◆ TASKS TO CARRY OUT
1. According to the Speed 2 review, which film did Keanu Reeves star in after turning down the sequel?
2. Sum up the Speed 2 review below in two sentences.
3. Pick up the Speed 2 review after its final sentence and keep writing.

◆ READING PASSAGE
• • • • • • •

While it inherits the pathetic villain problem from its predecessor, this 1997 sequel also misses Reeves and the high-concept conceit of Speed. Without that “don’t slow down” hook it’s a generic disaster movie, where even the ship setting is irrelevant for the most part. Too lazy to recreate the original’s medium-speed road chases, the much slower action dilutes any danger or thrill we felt when it was a bus.

This makes the already inappropriate title even stupider, and adds the casual subtitle Cruise Control to create a paradox akin to calling a Fast & Furious film Low-Speed Zone. In hindsight Cruise Control would have been a better name for Top Gun 2, but thanks to this wet flop they had to use Maverick. The same year as Titanic, nobody felt the need for Speed 2 and it tanked everywhere except at the Razzies.

“I have had it with these motherfucking leeches on this motherfucking cruise ship!”

Annie meanwhile never acknowledges that any of this has happened to her before, apparently unaffected by the trauma of terrorism and being dumped by Keanu. The script is clearly written for his character and unchanged when he turned it down to star in The Devil’s Advocate, meaning Patric seems more husk than hero.

• • • • • • •

◆ RECORDED DATA
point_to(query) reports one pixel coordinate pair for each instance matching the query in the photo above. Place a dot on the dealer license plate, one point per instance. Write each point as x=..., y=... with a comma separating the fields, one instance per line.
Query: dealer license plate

• • • • • • •

◆ ANSWER LIST
1. The Devil's Advocate

2. The review argues that the 1997 sequel to Speed lacks Reeves and the original's "don't slow down" hook, leaving a generic disaster movie with slow action and a ship setting that barely matters. It mocks the title and its Cruise Control subtitle, notes that the film tanked everywhere except at the Razzies the same year as Titanic, and says Patric seems more husk than hero in a script written for Reeves's character.

3.
Cruise Control introduces a deaf child who looks to be the start of an Aliens/Jurassic Park-style family setup but goes nowhere, along with Lucy from Twin Peaks (Kimmy Robertson), Treeger from Friends (Mike Hagerty) and Jango Fett from Star Wars (Temuera Morrison). The characters all do so little that they don’t even have proper dialogue, instead communicating in a series of vague noises.

More Saga Cruise than action saga and more bin liner than ocean liner, Speed 2 is directed by Jan de Bont with all the finesse of that Trump boat parade. No wonder he now tends to lilo.